Source material ->

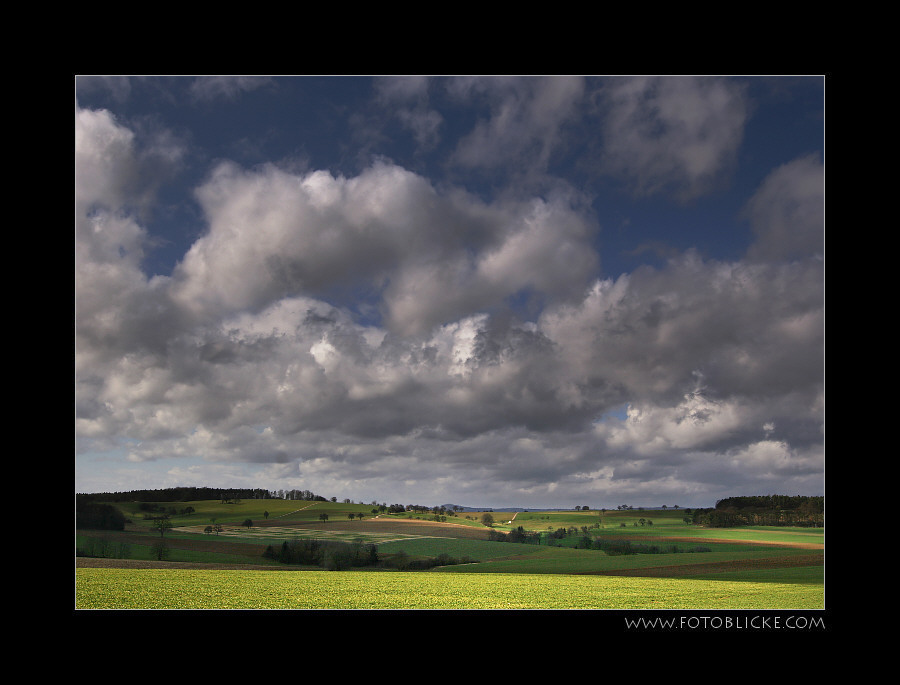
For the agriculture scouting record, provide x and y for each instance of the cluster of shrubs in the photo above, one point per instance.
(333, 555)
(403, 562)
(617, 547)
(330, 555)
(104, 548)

What to work on -> Would you retype every record above exactly, leaving out the pictures?

Output ->
For the agriculture scouting record, provide x and y for each instance of the cluster of shrubs in the photo above, one point per instance.
(333, 555)
(403, 562)
(617, 547)
(330, 555)
(104, 548)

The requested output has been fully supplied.